- TASK DETAILS: Quote, without any change, the line that contains "In this exercise you will mark every instance of the stethoscope" and all lines that follow it to the end of the data below.

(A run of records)
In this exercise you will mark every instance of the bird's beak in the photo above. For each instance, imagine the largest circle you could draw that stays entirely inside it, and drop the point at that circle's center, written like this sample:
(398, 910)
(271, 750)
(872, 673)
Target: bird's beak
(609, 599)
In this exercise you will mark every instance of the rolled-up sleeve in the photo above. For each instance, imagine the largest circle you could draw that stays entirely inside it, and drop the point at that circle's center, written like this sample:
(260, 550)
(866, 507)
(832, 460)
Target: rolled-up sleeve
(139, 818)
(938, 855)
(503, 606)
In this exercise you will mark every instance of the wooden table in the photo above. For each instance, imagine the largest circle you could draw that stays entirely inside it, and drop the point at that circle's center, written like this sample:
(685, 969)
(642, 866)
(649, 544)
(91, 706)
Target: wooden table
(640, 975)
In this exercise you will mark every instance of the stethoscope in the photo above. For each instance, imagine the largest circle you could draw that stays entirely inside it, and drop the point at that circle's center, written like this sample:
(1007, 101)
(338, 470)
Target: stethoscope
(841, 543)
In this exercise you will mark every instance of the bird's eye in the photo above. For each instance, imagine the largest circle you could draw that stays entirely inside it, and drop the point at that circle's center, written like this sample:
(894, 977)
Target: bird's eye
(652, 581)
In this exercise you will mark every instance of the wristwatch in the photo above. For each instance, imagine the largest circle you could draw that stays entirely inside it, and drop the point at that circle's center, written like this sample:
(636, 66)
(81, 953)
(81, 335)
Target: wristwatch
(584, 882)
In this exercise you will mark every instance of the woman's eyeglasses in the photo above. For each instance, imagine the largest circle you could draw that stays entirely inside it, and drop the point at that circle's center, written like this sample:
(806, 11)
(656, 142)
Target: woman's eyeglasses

- OUTPUT FOR THIS TASK:
In this exercise you will mark every instance of the stethoscope in the photo above. For each instance, imagine the largest circle you could draw that stays entirely inside it, and drop the point at that circle's center, written like this sample:
(1007, 101)
(338, 470)
Target: stethoscope
(841, 543)
In this exercise you will mark every instance of the bird's eye in the photo above. For each instance, imagine the largest circle you could draw that stays entirely inside it, and drop the point at that circle's center, written like this sample:
(894, 977)
Target: bird's eye
(652, 581)
In this exercise you will mark every instance of the wristwatch in the photo above. For each instance, imagine the largest circle you could draw that stays entirely inside it, and drop the point at that circle's center, written like this sample:
(636, 66)
(81, 953)
(81, 335)
Target: wristwatch
(584, 882)
In this exercise you will mark every instance of the woman's eyeglasses in the photo above. For each instance, imagine the largest circle you could draw that stays entirely inside it, and drop the point at that circle's center, written like this sample:
(806, 11)
(656, 142)
Target: woman's eyeglasses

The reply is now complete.